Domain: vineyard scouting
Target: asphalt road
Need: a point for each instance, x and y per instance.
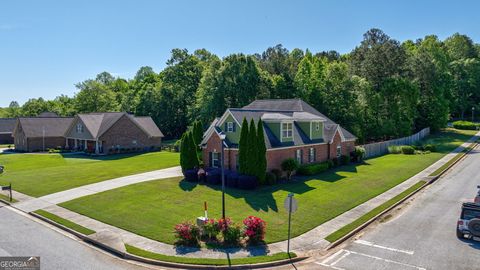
(422, 234)
(20, 235)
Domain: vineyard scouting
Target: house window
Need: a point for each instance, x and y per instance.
(230, 127)
(79, 128)
(311, 154)
(287, 130)
(298, 155)
(215, 160)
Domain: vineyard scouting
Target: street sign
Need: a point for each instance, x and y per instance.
(294, 204)
(291, 206)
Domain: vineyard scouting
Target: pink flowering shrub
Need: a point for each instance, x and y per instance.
(187, 233)
(254, 229)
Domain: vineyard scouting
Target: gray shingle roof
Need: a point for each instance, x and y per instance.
(276, 109)
(7, 125)
(33, 127)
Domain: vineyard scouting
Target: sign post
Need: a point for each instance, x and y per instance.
(291, 206)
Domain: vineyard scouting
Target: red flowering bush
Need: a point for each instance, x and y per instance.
(254, 229)
(187, 233)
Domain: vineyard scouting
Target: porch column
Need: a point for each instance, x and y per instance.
(96, 147)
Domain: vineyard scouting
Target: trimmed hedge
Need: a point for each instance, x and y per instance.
(466, 125)
(312, 169)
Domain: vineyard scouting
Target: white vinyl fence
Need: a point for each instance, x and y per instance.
(381, 148)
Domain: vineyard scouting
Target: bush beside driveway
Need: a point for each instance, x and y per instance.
(152, 209)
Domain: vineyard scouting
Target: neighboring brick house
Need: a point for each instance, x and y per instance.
(40, 133)
(104, 133)
(6, 130)
(292, 129)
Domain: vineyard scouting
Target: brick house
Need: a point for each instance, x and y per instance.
(104, 133)
(6, 130)
(292, 129)
(40, 133)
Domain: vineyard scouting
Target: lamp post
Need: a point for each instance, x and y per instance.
(222, 138)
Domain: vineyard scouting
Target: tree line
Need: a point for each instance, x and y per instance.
(382, 89)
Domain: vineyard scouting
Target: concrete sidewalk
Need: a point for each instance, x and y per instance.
(68, 195)
(311, 240)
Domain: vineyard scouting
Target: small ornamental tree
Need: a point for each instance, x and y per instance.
(289, 165)
(261, 153)
(252, 149)
(243, 148)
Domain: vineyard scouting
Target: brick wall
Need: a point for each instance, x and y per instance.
(125, 133)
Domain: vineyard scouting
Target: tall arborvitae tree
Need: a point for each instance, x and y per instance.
(252, 149)
(243, 148)
(261, 148)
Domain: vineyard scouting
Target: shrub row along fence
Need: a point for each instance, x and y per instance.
(381, 148)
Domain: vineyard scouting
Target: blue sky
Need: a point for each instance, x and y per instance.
(46, 47)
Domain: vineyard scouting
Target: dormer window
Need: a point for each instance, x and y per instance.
(287, 130)
(79, 128)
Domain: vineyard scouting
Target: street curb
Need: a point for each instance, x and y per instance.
(431, 180)
(128, 256)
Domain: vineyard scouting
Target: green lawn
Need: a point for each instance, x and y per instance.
(206, 261)
(153, 208)
(40, 174)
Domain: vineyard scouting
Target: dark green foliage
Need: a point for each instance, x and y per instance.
(312, 169)
(465, 125)
(408, 150)
(243, 148)
(289, 165)
(344, 159)
(261, 148)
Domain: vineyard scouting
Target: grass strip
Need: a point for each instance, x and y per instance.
(451, 161)
(206, 261)
(7, 198)
(357, 223)
(65, 222)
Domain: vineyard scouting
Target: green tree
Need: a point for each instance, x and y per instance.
(261, 162)
(243, 148)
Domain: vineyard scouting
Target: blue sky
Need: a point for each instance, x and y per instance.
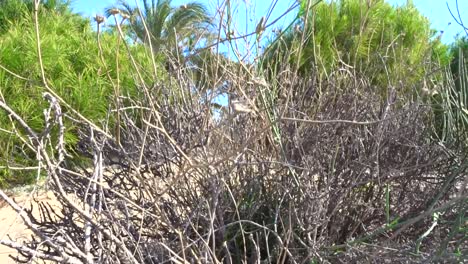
(435, 10)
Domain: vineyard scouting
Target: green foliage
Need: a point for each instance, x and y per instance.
(166, 25)
(387, 44)
(73, 68)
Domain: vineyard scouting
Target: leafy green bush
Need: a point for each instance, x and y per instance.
(74, 68)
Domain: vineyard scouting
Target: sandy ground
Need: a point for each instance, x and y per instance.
(11, 224)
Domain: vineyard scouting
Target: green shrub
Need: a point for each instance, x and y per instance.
(73, 69)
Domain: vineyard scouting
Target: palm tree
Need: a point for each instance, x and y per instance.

» Task objective
Give an exact copy of the material, leaving out every picture.

» Written answer
Domain: vineyard scouting
Target: asphalt road
Need: a point for each instance, x and y per instance.
(422, 234)
(20, 235)
Domain: vineyard scouting
Target: house window
Need: a point for each instance, x and y per instance.
(230, 127)
(79, 128)
(311, 154)
(287, 130)
(298, 155)
(215, 160)
Domain: vineyard scouting
Target: street sign
Need: a point for each instance, x and y per instance.
(294, 204)
(291, 206)
Domain: vineyard scouting
Target: pink flowering shrub
Need: a point for each instance, x and y per instance.
(187, 233)
(254, 229)
Domain: vineyard scouting
Target: gray shingle roof
Need: a point for each instance, x and y per instance.
(276, 109)
(7, 125)
(33, 127)
Domain: vineyard scouting
Target: sign post
Need: a point for each instance, x and y per instance.
(291, 206)
Domain: vineyard scouting
Target: red flowering bush
Need: a point for each instance, x and y per instance.
(254, 229)
(187, 233)
Domain: vineyard scouting
Target: porch column
Need: a point for each instance, x and y per instance.
(96, 147)
Domain: vineyard scouting
Target: trimmed hedge
Need: a point for each instance, x and y per instance.
(466, 125)
(312, 169)
Domain: vineyard scouting
Target: white vinyl fence
Need: a point for each instance, x and y per instance.
(381, 148)
Domain: vineyard scouting
Target: bush beside driveway
Need: a point for each instance, x and y per instance.
(152, 209)
Domain: vineyard scouting
Target: neighboring brick house
Need: a point for each instance, x and y per instance.
(40, 133)
(104, 133)
(6, 130)
(292, 129)
Domain: vineyard scouting
Target: brick house
Need: a point for each instance, x and y per instance.
(104, 133)
(6, 130)
(292, 129)
(40, 133)
Domain: vineyard scouting
Target: lamp post
Need: a point for each instance, x and y per instance.
(222, 138)
Domain: vineyard scouting
Target: tree line
Need: a point for each instance, x and y per instance.
(382, 89)
Domain: vineyard scouting
Target: concrete sidewalk
Need: a point for each instance, x and y per instance.
(68, 195)
(311, 240)
Domain: vineyard scouting
Target: small ornamental tree
Need: a point for each instance, x and y per instance.
(289, 165)
(261, 153)
(252, 149)
(243, 148)
Domain: vineyard scouting
Target: brick wall
Need: a point for each instance, x and y per instance.
(125, 133)
Domain: vineyard scouting
Target: tall arborvitae tree
Need: a point for each instance, x and y per instance.
(252, 149)
(243, 148)
(261, 148)
Domain: vineyard scouting
Target: shrub row along fence
Need: a point for each instance, x and y per instance.
(381, 148)
Domain: vineyard scouting
Target: blue sky
Need: a point for each instance, x and y per instance.
(46, 47)
Domain: vineyard scouting
Target: dormer window
Need: a point for each instance, x and y per instance.
(287, 130)
(79, 128)
Domain: vineyard scouting
Target: street curb
Need: a point for each instance, x and y per instance.
(431, 180)
(128, 256)
Domain: vineyard scouting
Target: green lawn
Need: a point for each instance, x and y per instance.
(206, 261)
(153, 208)
(40, 174)
Domain: vineyard scouting
Target: dark green foliage
Need: a point for each instance, x and y per instance.
(312, 169)
(465, 125)
(408, 150)
(243, 148)
(289, 165)
(344, 159)
(261, 148)
Domain: vineyard scouting
Target: grass strip
Need: a point for each instance, x and y per instance.
(451, 161)
(206, 261)
(7, 198)
(357, 223)
(65, 222)
Domain: vineyard scouting
Target: green tree
Need: a point for each instance, x and y per instance.
(261, 162)
(243, 148)
Domain: vineyard scouting
Target: blue sky
Need: a point for each instance, x and y per instance.
(435, 10)
Domain: vineyard scouting
Target: green foliage
Need: a point for each instance, x and y per instance.
(166, 25)
(387, 44)
(73, 68)
Domain: vineyard scouting
Target: leafy green bush
Need: a point for each instance, x and y per instance.
(74, 68)
Domain: vineyard scouting
Target: sandy ground
Need: a point for each instance, x and y per instance.
(11, 224)
Domain: vineyard scouting
Target: green shrub
Need: a point for each instance, x and y per instance.
(73, 69)
Domain: vineyard scouting
Target: palm tree
Need: a point for each instance, x and y per instance.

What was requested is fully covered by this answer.